- What is being asked -
Precisely the lines from the one with "Query: paved walkway" through the end of the data, both included, must make up the response, each restated word for word.

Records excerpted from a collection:
· · · · · · ·
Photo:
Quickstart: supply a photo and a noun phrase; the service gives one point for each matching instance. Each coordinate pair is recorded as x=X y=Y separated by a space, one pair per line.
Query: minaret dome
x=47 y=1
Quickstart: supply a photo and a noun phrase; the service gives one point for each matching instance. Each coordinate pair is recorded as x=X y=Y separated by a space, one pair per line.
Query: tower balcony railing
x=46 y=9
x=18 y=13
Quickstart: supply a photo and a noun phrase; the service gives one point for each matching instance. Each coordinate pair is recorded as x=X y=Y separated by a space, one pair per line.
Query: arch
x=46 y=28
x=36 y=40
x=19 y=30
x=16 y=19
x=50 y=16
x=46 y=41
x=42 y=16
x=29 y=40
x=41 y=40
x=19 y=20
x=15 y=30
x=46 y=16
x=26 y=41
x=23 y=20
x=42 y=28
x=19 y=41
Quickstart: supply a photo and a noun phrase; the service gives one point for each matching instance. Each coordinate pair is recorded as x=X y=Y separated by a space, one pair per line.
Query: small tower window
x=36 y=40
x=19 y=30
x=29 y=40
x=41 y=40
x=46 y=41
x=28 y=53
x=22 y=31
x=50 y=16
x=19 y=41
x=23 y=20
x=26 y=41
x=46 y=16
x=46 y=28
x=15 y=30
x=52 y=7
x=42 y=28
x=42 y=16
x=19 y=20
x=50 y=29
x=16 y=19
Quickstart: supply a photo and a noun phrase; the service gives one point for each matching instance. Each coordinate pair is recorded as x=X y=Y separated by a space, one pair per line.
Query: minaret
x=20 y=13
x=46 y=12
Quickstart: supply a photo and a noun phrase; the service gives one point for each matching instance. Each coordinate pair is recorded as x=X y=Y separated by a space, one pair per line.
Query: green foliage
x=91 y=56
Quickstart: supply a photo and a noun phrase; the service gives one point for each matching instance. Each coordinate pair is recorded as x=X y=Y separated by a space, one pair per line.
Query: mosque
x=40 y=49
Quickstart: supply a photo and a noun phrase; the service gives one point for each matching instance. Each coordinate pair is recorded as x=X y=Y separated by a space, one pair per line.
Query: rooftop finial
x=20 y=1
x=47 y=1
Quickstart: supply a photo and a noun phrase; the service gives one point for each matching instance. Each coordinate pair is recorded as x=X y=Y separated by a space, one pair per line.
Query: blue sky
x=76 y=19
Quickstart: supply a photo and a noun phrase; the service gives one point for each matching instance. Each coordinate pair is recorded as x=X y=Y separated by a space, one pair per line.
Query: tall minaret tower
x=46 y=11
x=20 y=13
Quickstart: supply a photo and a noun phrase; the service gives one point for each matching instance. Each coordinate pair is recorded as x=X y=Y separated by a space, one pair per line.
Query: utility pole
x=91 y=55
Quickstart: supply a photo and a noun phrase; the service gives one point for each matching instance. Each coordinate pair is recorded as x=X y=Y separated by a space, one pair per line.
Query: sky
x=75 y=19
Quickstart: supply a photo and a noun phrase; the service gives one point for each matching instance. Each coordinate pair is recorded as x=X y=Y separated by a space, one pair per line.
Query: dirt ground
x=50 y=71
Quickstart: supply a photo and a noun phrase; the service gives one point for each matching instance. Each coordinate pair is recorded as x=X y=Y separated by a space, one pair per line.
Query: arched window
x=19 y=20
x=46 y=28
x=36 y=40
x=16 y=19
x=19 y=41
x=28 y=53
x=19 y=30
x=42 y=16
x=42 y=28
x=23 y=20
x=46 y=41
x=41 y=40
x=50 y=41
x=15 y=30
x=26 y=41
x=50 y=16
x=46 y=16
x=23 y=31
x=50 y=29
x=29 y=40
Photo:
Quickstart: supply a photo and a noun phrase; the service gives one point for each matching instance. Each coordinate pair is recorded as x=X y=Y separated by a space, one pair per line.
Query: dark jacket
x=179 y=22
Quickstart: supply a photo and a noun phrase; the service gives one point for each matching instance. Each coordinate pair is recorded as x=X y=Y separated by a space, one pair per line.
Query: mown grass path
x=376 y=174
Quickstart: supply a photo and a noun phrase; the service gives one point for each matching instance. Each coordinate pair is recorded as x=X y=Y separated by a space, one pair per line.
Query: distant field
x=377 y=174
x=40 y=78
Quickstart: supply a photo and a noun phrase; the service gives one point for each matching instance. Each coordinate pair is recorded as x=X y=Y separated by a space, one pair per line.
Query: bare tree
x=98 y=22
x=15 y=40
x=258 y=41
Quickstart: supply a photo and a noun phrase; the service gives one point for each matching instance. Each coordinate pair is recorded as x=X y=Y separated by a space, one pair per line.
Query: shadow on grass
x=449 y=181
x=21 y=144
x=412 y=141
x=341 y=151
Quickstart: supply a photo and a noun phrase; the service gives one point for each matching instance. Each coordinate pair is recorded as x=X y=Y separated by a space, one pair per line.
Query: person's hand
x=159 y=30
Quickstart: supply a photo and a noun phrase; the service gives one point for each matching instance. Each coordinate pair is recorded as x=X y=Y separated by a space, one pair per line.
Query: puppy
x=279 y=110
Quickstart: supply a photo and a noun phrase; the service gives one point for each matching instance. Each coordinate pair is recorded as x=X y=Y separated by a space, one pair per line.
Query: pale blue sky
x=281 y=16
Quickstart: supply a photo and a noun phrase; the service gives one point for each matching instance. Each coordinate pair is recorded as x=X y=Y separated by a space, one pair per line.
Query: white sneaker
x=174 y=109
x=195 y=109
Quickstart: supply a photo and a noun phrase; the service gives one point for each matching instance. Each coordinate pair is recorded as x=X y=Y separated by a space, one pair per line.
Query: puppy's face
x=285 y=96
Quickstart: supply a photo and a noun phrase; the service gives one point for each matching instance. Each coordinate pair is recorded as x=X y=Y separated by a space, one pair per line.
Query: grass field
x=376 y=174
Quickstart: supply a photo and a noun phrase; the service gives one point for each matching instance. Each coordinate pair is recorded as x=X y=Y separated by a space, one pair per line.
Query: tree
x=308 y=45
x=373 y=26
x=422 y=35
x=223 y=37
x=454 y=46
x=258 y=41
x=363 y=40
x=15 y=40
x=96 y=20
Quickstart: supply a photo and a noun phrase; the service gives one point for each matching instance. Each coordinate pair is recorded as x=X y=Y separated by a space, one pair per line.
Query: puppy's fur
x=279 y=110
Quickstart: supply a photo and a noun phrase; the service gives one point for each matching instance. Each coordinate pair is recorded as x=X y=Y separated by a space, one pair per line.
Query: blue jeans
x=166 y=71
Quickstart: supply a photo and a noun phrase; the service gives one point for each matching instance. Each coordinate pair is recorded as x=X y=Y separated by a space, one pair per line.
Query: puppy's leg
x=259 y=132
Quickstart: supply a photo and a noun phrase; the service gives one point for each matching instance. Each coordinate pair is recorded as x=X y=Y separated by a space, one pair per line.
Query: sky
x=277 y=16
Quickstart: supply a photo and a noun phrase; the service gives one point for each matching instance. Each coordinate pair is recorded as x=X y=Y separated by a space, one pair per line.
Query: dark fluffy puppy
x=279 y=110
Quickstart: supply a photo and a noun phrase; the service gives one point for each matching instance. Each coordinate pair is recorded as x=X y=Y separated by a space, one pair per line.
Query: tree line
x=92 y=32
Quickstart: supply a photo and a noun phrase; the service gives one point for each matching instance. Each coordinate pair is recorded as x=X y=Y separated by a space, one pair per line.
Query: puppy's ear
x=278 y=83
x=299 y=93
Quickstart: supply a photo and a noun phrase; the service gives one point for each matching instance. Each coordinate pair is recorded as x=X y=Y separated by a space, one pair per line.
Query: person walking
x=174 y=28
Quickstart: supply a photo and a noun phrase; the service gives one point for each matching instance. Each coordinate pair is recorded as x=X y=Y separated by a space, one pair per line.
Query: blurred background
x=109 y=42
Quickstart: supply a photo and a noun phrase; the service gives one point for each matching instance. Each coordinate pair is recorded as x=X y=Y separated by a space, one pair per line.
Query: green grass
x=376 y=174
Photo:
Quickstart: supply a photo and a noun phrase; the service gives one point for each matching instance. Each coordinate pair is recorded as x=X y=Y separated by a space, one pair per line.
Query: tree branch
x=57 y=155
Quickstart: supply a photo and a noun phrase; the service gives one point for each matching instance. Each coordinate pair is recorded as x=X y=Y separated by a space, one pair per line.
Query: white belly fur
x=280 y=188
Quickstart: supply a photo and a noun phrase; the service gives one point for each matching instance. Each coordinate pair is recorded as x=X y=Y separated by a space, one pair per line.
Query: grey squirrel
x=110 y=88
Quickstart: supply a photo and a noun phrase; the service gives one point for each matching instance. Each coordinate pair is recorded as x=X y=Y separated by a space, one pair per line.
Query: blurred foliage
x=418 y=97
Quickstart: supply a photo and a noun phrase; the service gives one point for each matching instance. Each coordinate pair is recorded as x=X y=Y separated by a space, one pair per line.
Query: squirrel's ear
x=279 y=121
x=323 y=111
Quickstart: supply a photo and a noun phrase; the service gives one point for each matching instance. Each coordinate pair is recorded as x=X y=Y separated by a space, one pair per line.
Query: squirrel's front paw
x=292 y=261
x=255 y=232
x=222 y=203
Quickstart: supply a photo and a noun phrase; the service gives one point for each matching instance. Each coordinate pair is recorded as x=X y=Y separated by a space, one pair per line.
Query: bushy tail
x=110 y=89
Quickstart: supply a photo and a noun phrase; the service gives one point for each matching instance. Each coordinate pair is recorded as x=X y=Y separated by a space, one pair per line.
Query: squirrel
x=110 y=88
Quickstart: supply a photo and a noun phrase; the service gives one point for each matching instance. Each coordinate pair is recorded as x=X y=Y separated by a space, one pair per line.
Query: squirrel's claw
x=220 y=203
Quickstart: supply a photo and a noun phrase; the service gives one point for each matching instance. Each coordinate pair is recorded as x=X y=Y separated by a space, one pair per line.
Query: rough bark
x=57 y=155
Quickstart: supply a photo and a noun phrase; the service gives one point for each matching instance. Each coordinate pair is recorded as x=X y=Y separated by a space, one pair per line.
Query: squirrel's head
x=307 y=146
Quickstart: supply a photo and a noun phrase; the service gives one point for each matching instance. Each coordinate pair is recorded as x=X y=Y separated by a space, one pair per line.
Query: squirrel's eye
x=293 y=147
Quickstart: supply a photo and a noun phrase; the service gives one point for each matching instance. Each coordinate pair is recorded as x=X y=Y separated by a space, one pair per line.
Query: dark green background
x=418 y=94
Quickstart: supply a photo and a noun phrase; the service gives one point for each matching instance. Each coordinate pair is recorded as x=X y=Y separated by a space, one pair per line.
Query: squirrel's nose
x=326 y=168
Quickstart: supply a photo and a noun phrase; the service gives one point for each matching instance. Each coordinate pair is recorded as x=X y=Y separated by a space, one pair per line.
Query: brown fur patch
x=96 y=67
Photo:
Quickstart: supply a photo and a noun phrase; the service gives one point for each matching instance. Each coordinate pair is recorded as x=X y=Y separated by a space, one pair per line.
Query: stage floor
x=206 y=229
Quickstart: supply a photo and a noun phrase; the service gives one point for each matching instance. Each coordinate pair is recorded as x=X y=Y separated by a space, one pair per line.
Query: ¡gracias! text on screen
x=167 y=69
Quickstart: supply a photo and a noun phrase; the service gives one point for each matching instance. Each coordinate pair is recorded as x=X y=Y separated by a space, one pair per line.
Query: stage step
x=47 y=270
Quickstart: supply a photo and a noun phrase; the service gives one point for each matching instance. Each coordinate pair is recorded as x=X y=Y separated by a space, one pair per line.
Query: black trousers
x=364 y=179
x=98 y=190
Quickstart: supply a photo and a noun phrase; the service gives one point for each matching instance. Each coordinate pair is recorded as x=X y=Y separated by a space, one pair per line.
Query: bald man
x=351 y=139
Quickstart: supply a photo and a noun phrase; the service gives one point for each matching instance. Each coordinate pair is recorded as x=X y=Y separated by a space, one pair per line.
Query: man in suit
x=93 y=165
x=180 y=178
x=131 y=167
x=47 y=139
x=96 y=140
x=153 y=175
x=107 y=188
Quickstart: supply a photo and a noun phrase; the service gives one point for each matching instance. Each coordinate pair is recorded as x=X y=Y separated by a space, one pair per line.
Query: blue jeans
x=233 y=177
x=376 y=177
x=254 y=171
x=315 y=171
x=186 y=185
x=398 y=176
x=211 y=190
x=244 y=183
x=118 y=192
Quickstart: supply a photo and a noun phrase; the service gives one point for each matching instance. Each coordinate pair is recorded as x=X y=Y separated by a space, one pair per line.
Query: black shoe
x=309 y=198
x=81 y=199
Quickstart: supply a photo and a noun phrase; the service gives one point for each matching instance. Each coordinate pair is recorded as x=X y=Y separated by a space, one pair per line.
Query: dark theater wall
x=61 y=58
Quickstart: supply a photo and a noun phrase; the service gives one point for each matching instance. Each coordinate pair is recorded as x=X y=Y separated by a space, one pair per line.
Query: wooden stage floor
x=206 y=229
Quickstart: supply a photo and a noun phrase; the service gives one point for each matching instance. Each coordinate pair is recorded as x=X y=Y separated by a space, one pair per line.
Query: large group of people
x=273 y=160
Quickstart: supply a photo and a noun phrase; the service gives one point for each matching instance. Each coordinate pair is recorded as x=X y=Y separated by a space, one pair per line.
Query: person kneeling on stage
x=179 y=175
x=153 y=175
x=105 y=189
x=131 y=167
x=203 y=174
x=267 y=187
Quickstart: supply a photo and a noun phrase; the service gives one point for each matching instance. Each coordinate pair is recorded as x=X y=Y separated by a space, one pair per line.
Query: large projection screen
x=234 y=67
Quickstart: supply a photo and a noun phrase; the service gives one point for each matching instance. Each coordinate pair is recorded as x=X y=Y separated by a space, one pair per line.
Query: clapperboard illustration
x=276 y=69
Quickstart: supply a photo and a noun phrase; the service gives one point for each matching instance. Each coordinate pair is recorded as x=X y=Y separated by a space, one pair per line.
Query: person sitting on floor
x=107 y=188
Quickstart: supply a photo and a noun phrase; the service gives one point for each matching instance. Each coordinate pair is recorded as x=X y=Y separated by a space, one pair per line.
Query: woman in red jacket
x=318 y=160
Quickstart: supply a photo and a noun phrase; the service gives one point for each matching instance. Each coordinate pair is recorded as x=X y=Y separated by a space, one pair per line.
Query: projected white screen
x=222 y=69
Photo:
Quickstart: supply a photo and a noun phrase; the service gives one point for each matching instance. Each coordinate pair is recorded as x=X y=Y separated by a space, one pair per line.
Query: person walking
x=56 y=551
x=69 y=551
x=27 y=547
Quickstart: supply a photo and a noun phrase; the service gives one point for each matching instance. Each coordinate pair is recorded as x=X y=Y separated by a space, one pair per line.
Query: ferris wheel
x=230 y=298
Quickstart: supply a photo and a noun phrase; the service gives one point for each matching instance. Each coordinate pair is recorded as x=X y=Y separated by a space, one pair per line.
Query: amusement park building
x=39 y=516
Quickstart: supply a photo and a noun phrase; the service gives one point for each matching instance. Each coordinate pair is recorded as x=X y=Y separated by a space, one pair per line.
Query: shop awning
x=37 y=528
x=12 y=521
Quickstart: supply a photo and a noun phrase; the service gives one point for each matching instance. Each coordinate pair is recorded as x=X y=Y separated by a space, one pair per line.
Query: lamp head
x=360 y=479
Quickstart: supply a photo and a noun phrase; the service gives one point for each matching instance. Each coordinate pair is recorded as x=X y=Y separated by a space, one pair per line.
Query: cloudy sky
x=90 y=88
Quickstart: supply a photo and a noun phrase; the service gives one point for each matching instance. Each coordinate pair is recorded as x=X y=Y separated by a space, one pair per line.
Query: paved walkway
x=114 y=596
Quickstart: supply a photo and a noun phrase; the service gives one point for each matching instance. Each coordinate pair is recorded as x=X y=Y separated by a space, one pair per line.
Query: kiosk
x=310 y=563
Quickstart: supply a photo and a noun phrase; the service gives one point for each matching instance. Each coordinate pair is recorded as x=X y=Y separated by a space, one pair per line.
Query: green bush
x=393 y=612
· · · · · · ·
- Response area -
Query: paved walkway
x=114 y=596
Quickstart: supply a photo and a noun phrase; the service gives one point for each matching instance. Each coordinate pair is recorded as x=X y=Y separated by a space, one pair per line.
Query: kiosk
x=310 y=563
Quickstart: supply a photo and a noun phrase; the service gives one point for each matching instance. Each coordinate pair is recorded as x=X y=Y separated by a space, one pair per line.
Query: green bush
x=393 y=612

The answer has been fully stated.